PROBLEM DETAILS
Can you write out the passage of the text on the Lebanon–Israel ceasefire below, starting at "For years, Washington" and ending at "is strategic reality."?

TEXT FOR ANALYSIS
§ §

The ceasefire agreement between Lebanon and Israel is collapsing. Daily violations, rising tension, and Israel’s continued occupation of strategic Lebanese hills are pushing both countries back toward the edge of war. If this trajectory holds, the region will once again face a conflict that could have been avoided.

At this stage, international mediation is no longer optional — it is urgently required. And only one country has the leverage to make a real difference: the United States.

Washington’s One-Sided Pressure Has Failed

For years, Washington has demanded that Lebanon resolve the question of Hezbollah’s weapons. Yet the same Washington refuses to pressure Israel to withdraw from Lebanese land or stop its military escalation.

This approach is doomed to fail.

Former senior Lebanese Army commanders have warned that if the occupation continues and Lebanon remains unable to address the resistance weapons, “the war could return.” Their warning is not political — it is strategic reality.

§ §

SOURCE MATERIAL
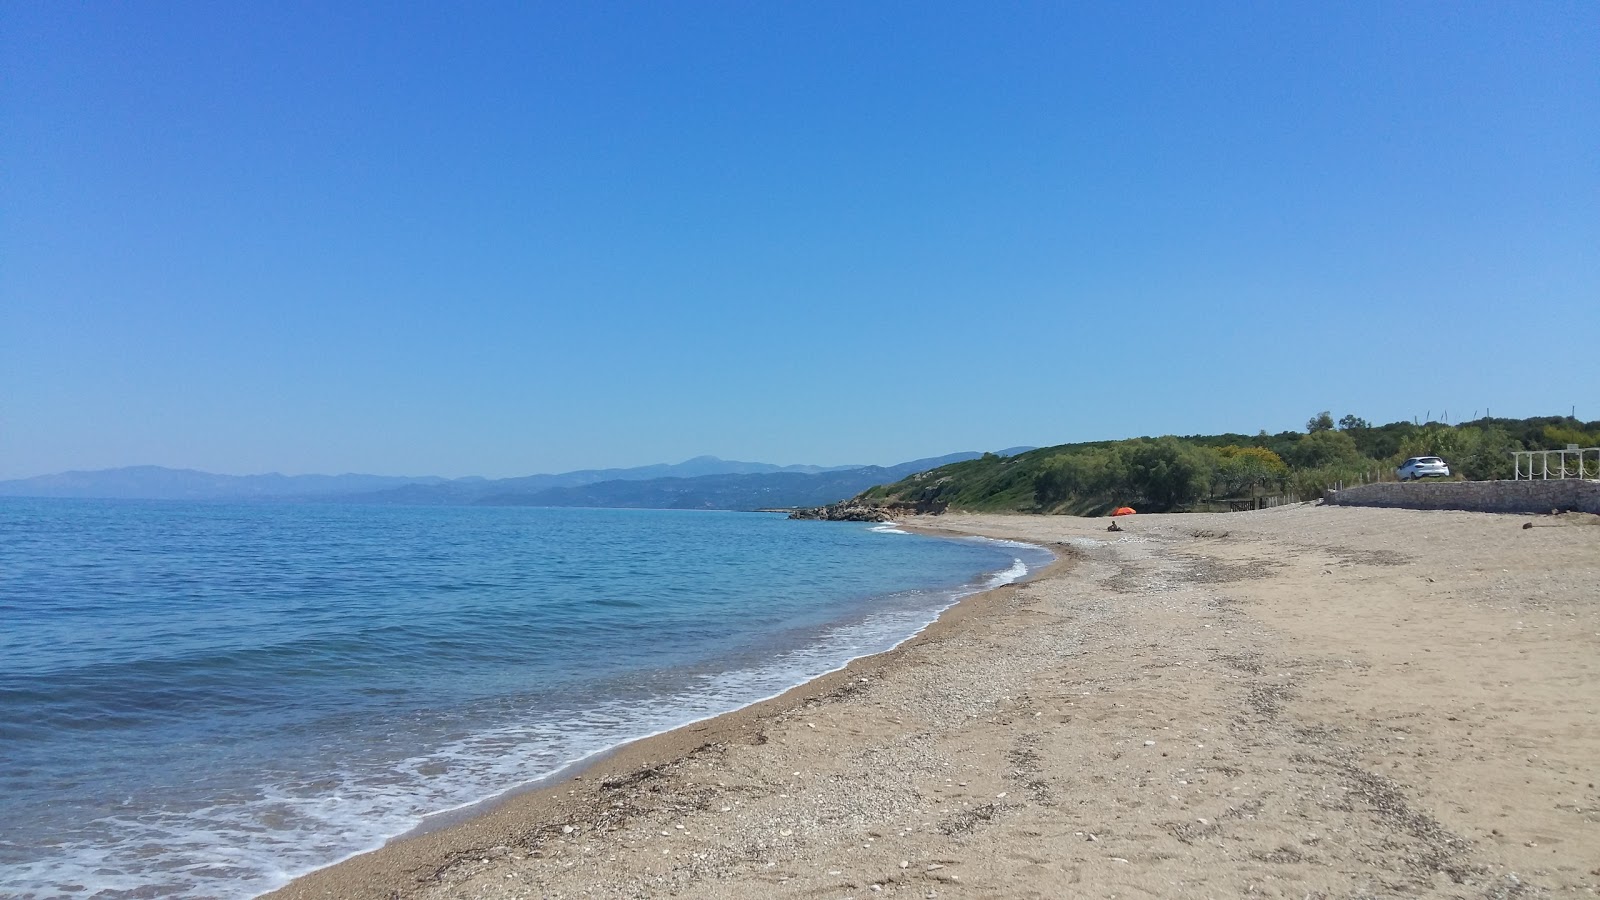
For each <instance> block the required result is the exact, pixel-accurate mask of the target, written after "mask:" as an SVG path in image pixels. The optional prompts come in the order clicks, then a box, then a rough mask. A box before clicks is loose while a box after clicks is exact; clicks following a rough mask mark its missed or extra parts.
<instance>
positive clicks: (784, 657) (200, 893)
mask: <svg viewBox="0 0 1600 900" xmlns="http://www.w3.org/2000/svg"><path fill="white" fill-rule="evenodd" d="M1048 559H1050V554H1048V552H1045V551H1042V549H1037V548H1027V546H1022V544H1008V543H995V541H979V540H934V538H925V536H917V535H906V533H896V530H893V528H886V527H874V525H858V524H843V522H789V520H784V519H782V517H778V516H765V514H741V512H674V511H624V509H525V508H485V509H478V508H390V506H334V504H237V506H235V504H186V503H136V501H50V500H3V498H0V895H5V897H24V898H43V897H101V898H110V897H134V895H138V897H253V895H256V894H261V892H264V890H269V889H272V887H277V886H280V884H283V882H285V881H288V879H290V878H293V876H296V874H301V873H306V871H309V870H312V868H318V866H323V865H328V863H333V862H336V860H339V858H344V857H347V855H352V854H355V852H360V850H368V849H373V847H378V846H381V844H382V842H384V841H386V839H387V838H392V836H397V834H402V833H405V831H410V830H411V828H414V826H416V825H418V823H419V822H421V820H422V818H424V817H426V815H429V814H435V812H442V810H450V809H456V807H461V806H464V804H472V802H477V801H483V799H486V798H493V796H496V794H499V793H502V791H507V790H510V788H515V786H518V785H526V783H528V781H531V780H536V778H539V777H544V775H549V773H552V772H557V770H560V769H562V767H563V765H566V764H570V762H574V761H579V759H582V757H586V756H589V754H594V753H597V751H600V749H605V748H610V746H614V745H618V743H621V741H627V740H632V738H638V737H643V735H650V733H654V732H661V730H666V729H672V727H675V725H682V724H685V722H690V721H694V719H701V717H706V716H714V714H717V713H723V711H728V709H734V708H738V706H744V705H747V703H752V701H755V700H760V698H765V697H771V695H774V693H779V692H782V690H786V689H789V687H792V685H795V684H798V682H802V681H806V679H810V677H814V676H818V674H821V673H826V671H829V669H834V668H837V666H840V665H843V663H845V661H848V660H851V658H854V657H859V655H864V653H874V652H878V650H885V649H888V647H891V645H894V644H898V642H899V641H902V639H906V637H907V636H910V634H914V633H915V631H917V629H920V628H922V626H923V625H926V623H928V621H931V620H933V618H934V615H938V612H939V610H942V609H946V607H947V605H949V604H952V602H954V601H955V599H958V597H960V596H963V594H968V593H973V591H976V589H982V588H986V586H990V585H997V583H1002V581H1008V580H1014V578H1019V577H1021V575H1022V573H1024V572H1026V570H1027V569H1030V567H1037V565H1042V564H1043V562H1046V560H1048Z"/></svg>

§ §

TASK OUTPUT
For years, Washington has demanded that Lebanon resolve the question of Hezbollah’s weapons. Yet the same Washington refuses to pressure Israel to withdraw from Lebanese land or stop its military escalation.

This approach is doomed to fail.

Former senior Lebanese Army commanders have warned that if the occupation continues and Lebanon remains unable to address the resistance weapons, “the war could return.” Their warning is not political — it is strategic reality.